Find each line in the entries below that contains the string "format", and copy those lines. Matching is case-sensitive.

### Material provided
⟨

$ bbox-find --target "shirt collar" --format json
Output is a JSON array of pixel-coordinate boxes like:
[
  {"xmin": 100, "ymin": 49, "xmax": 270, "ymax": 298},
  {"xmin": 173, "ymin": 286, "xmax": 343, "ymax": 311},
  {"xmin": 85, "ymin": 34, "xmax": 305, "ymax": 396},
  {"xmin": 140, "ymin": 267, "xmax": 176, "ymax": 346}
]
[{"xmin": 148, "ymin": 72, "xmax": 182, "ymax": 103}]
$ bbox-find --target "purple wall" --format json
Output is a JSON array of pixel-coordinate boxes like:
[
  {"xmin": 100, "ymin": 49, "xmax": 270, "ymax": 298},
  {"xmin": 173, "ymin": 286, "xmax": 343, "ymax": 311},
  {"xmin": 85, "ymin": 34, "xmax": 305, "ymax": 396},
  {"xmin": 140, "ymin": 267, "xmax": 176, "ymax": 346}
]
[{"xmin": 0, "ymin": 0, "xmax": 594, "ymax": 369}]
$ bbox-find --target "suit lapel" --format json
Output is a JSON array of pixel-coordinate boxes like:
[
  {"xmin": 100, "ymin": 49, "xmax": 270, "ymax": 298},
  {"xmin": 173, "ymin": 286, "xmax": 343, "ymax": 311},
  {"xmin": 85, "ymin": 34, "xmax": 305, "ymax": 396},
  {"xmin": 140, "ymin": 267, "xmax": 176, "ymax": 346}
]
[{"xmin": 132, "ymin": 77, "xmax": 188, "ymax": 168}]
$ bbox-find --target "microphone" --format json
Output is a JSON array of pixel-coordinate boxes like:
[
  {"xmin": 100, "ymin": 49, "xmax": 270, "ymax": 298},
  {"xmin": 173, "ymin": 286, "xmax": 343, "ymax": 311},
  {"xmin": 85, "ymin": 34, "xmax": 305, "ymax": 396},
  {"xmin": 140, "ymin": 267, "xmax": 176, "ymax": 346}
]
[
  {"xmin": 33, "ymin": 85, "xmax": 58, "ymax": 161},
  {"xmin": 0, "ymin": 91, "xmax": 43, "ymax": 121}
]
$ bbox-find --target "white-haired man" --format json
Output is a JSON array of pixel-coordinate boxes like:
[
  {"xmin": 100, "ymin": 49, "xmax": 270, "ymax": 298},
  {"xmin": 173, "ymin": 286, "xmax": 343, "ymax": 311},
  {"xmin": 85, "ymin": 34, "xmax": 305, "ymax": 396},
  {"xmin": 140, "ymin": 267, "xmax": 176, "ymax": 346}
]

⟩

### Task response
$ bbox-find --target "shirt collar" --format json
$ bbox-find --target "purple wall" --format json
$ bbox-find --target "suit lapel" --format json
$ bbox-find --target "microphone" --format json
$ bbox-find --target "white-haired man" --format json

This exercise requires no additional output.